**RECORDS PROVIDED:**
# # # # #
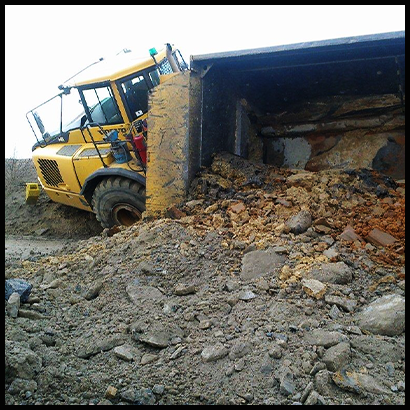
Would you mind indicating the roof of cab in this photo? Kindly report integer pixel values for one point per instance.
(113, 68)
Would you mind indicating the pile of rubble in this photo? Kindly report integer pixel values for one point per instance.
(269, 286)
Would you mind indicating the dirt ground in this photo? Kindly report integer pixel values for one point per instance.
(268, 286)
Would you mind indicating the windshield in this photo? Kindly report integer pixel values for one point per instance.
(61, 113)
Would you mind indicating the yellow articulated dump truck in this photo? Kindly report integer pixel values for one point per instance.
(91, 137)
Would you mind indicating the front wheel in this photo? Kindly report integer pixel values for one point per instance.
(118, 201)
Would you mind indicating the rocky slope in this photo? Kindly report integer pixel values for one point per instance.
(268, 286)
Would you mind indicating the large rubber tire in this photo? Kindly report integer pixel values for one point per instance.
(118, 201)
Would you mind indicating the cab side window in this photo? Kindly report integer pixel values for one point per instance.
(102, 105)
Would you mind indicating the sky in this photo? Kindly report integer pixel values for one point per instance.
(47, 44)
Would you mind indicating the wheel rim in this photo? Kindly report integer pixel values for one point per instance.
(126, 214)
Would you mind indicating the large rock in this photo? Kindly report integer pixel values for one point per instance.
(384, 316)
(299, 223)
(260, 262)
(337, 273)
(22, 287)
(337, 356)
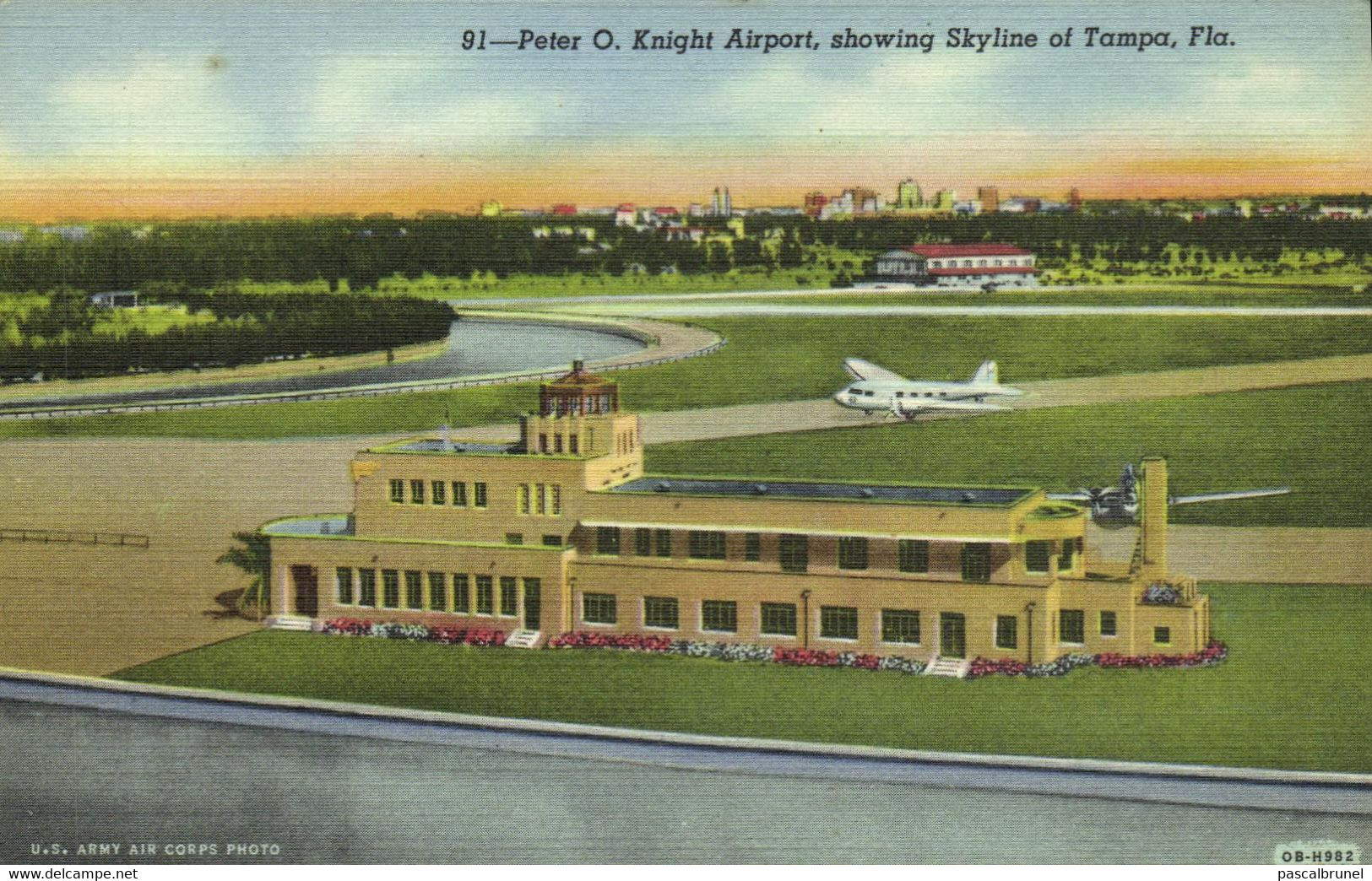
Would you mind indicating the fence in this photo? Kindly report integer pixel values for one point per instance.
(62, 537)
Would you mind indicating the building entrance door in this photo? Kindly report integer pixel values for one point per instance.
(952, 635)
(533, 603)
(306, 581)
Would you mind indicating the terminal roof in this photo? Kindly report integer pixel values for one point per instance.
(845, 491)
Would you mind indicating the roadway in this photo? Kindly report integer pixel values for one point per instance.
(169, 767)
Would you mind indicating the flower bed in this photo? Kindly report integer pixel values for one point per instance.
(731, 651)
(393, 630)
(1209, 657)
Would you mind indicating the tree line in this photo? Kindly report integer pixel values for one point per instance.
(61, 338)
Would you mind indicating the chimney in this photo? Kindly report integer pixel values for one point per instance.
(1152, 517)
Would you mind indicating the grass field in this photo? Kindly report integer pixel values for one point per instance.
(774, 359)
(1310, 438)
(1291, 695)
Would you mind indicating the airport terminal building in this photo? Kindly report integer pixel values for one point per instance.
(958, 265)
(561, 530)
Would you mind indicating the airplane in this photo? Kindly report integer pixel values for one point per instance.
(1120, 504)
(878, 390)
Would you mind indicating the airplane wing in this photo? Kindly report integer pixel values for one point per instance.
(935, 403)
(866, 370)
(1225, 497)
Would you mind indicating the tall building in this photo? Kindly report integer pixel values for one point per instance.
(908, 195)
(561, 530)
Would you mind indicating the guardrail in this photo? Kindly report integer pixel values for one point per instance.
(62, 537)
(333, 394)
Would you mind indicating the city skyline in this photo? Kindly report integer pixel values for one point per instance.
(154, 109)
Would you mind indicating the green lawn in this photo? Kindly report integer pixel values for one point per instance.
(1291, 695)
(1312, 438)
(783, 359)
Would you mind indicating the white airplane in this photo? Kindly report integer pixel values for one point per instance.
(878, 390)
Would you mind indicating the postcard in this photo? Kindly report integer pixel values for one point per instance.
(693, 433)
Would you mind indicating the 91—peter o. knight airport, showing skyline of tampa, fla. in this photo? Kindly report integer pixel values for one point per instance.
(166, 109)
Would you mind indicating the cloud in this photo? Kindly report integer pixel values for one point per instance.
(164, 111)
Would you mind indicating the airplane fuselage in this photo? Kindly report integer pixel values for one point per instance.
(910, 397)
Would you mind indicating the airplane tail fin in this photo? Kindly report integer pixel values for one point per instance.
(987, 375)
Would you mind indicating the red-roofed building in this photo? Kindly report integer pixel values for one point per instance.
(957, 265)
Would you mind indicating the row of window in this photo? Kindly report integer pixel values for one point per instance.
(437, 493)
(432, 592)
(794, 550)
(540, 499)
(836, 622)
(775, 619)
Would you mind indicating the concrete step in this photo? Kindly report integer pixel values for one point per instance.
(524, 638)
(951, 668)
(290, 622)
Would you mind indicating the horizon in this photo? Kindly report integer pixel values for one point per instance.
(162, 110)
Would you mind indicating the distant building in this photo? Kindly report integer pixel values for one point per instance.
(908, 195)
(954, 265)
(116, 300)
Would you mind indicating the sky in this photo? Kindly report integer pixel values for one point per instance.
(190, 107)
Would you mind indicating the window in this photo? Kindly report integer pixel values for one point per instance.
(461, 593)
(607, 539)
(413, 589)
(778, 619)
(599, 608)
(485, 594)
(1071, 626)
(438, 592)
(838, 622)
(852, 554)
(1007, 631)
(366, 586)
(719, 615)
(976, 563)
(899, 626)
(1066, 558)
(662, 613)
(794, 554)
(913, 554)
(706, 545)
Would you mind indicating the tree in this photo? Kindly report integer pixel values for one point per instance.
(252, 554)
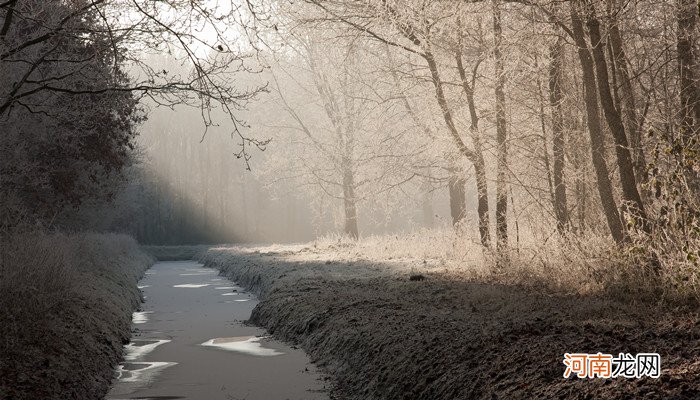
# # # # #
Copy all of the items above word for word, leaving the pictures out of your copy.

**THE SOLUTION:**
Would you mind indicating the roof of cab in this photo? Kindly report integer pixel values for one point per instance.
(113, 68)
Would you mind indicating the pile of rubble in this photo? Kindly report integer pixel values for one point per instance.
(269, 286)
Would you mind indicating the dirt ground in this photo? Kindly report integer pixel values for one point per instance.
(268, 286)
Would you mind indicating the windshield in this photo? Kindly report integer pixel values for one point per instance.
(61, 113)
Would you mind indicating the yellow articulated dump truck in this photo? Kindly report integer pixel values for one point per instance.
(91, 137)
Would you mind indicating the front wheel in this photo? Kindly report integer pixel values for one point per instance.
(118, 201)
Would you mind indicating the rocky slope in this photo? Kindly report integer pixel values for one point per instance.
(268, 286)
Would you mind indicating the large rubber tire in this photo? Kindly report integer pixel values for one point per instance.
(118, 201)
Would you mind indicating the cab side window in this photo? Kindly report integer pixel values for one point per instance.
(102, 105)
Would you mind indicating the sky in this photo? Kindly report integer pixel values for one point per instance.
(47, 44)
Would you mind indicating the wheel rim in this photo? Kindly report integer pixel values for one point per instance.
(126, 214)
Would you mind indicating the large rock in this photo? Kindly report integer pixel values for one point per instance.
(384, 316)
(299, 223)
(260, 262)
(337, 273)
(22, 287)
(337, 356)
Would you mind indicating the fence in this photo? Kindly report integer pixel values for one point per instance.
(62, 537)
Would you mind indicating the building entrance door in this photo? Kindly report integer pixel values for one point per instance.
(952, 635)
(533, 603)
(306, 581)
Would you mind indicating the terminal roof in this photo? Kindly report integer pixel values for one point per instance.
(845, 491)
Would you mind indicating the roadway in this photo? Kindly report integer pixel values for one point per instance.
(169, 767)
Would you mind indicating the flower bed in this photo? Kindly report integer pixel values for one point per instance.
(731, 651)
(393, 630)
(1209, 657)
Would you mind indicating the tree line in this photo? Kindly report integer pixel values for one point per instance.
(61, 338)
Would you mind indicating the chimney in this photo? Kindly report integer pixel values for one point per instance.
(1152, 517)
Would you mind indicating the grass field in this photo? Kindly report integer pixel values for one point per instance.
(774, 359)
(1310, 438)
(1291, 695)
Would you mind indicating the airport terminal building in this photo? Kindly report integer pixel values for one point per instance.
(958, 265)
(561, 530)
Would you mind indicating the airplane in this photo? Kindly report integer pixel values for one point per instance.
(1120, 504)
(878, 390)
Would you mind indicating the airplane wing in this photo? Kindly report integer pixel values for one point per instance.
(935, 403)
(866, 370)
(1225, 497)
Would you mind indicating the tall building in this photo? Kindly report integer pixel values for one point per instance.
(908, 195)
(561, 530)
Would you mind indicating the guardrail in this photo? Kindly report integer pixel values for one point per instance.
(62, 537)
(333, 394)
Would you mind indicating the city skyline in this photo? Kindly report integer pixel values for one point per instance.
(154, 109)
Would you mind indicating the green lawn in this photo? Kindly report integer pixel values for one point per instance.
(1291, 695)
(1312, 438)
(783, 359)
Would you mind indicating the white airplane in this photo? Kindly report integer pixel values for one point per instance.
(878, 390)
Would you mind indicating the postcard in this photo? Kindly report integer pixel values for one point per instance.
(693, 433)
Would you mind indicating the 91—peter o. knight airport, showing skyline of tampa, fla. in this photo? Kindly report integer pixel values for one point per instance.
(166, 109)
Would you mind indicating the cloud in this photo? Kindly report integer pixel values for one point per instance.
(164, 111)
Would you mind indicating the airplane fuselage in this photo? Kindly report integer pixel values for one point per instance.
(910, 397)
Would you mind indicating the airplane tail fin in this photo? Kindly report integer pixel values for one point per instance.
(987, 375)
Would you mind indicating the red-roofed building in this photo? Kindly report integer pixel values for one point per instance.
(957, 265)
Would you mind indicating the row of window in this photo? Kindly report integer pixel values for one point per instance.
(437, 493)
(432, 592)
(794, 550)
(540, 499)
(836, 622)
(775, 619)
Would you mind indicating the concrete step in this photo? Kindly report integer pixel values for one point per instance.
(524, 638)
(951, 668)
(290, 622)
Would you mind indicating the horizon in this photo? Kindly report integer pixel values for one point per instance.
(162, 110)
Would you mind indicating the distant building in this photo? Kindly report integer pixel values for one point per instance.
(908, 195)
(954, 265)
(116, 300)
Would you mind indicating the sky in this photo? Kindly report integer pixel values for one point per instance.
(190, 107)
Would you mind indicating the window in this photo? Kindly report integer pixel values for one point per instance.
(461, 593)
(607, 539)
(413, 589)
(778, 619)
(599, 608)
(485, 594)
(1071, 626)
(438, 592)
(838, 622)
(852, 554)
(1007, 631)
(366, 586)
(719, 615)
(976, 563)
(899, 626)
(1066, 558)
(662, 613)
(794, 554)
(913, 554)
(706, 545)
Would you mind indicating the tree in this photo? Kindly report integer pixel values for one point per instance.
(252, 554)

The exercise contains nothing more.